(Records held in a dataset)
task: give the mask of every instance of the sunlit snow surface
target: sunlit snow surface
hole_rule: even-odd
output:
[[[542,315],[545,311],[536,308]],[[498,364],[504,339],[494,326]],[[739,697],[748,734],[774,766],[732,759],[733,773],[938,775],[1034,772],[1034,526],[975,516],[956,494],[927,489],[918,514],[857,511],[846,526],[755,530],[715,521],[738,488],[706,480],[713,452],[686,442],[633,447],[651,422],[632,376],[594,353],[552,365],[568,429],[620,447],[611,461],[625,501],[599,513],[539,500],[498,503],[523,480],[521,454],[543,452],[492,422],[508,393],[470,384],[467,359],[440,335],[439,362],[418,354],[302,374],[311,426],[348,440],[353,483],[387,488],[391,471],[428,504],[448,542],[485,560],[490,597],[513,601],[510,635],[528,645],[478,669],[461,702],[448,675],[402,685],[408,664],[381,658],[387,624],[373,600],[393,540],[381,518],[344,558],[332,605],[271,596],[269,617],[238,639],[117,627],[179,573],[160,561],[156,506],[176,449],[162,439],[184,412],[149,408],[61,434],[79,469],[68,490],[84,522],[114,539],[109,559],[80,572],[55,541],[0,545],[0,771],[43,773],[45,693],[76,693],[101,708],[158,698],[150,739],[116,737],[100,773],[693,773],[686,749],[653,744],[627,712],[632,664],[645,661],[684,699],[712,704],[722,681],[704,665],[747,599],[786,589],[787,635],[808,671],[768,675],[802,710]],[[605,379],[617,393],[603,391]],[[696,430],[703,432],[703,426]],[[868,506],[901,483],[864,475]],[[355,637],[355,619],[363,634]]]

*The request*
Rewrite the records above, changing every "sunlit" to "shaded" and leaving everything else as it is.

*The completed task*
task: give the mask of every instance of the shaded snow surface
target: shaded snow surface
hole_rule: even-odd
output:
[[[542,315],[545,311],[536,308]],[[498,364],[504,339],[494,326]],[[739,697],[748,734],[774,766],[732,759],[733,773],[938,775],[1034,772],[1034,526],[975,516],[956,494],[927,489],[918,514],[857,511],[846,526],[755,530],[715,521],[738,488],[706,480],[713,452],[686,442],[633,447],[651,422],[632,376],[594,353],[552,365],[568,429],[620,447],[611,461],[625,501],[599,513],[539,500],[498,503],[523,480],[521,454],[543,452],[492,422],[508,393],[470,384],[467,359],[440,335],[439,362],[418,354],[302,374],[311,426],[348,440],[353,483],[387,488],[391,471],[428,504],[448,542],[485,560],[490,597],[513,601],[510,635],[528,645],[478,669],[461,702],[448,675],[402,685],[408,664],[381,658],[387,624],[373,600],[393,540],[381,518],[344,558],[332,605],[271,596],[269,617],[238,639],[117,627],[179,573],[160,561],[156,506],[176,449],[162,439],[184,412],[149,408],[61,434],[79,469],[68,490],[84,522],[114,539],[109,559],[80,572],[55,541],[0,545],[0,771],[43,773],[45,693],[76,693],[101,708],[158,698],[150,739],[116,737],[100,773],[693,773],[686,749],[653,744],[627,712],[632,664],[645,661],[684,699],[712,704],[722,681],[704,665],[747,599],[786,589],[787,635],[808,671],[768,675],[802,710]],[[605,379],[617,393],[603,391]],[[696,430],[703,432],[703,426]],[[868,506],[901,483],[864,475]],[[355,637],[355,619],[363,634]]]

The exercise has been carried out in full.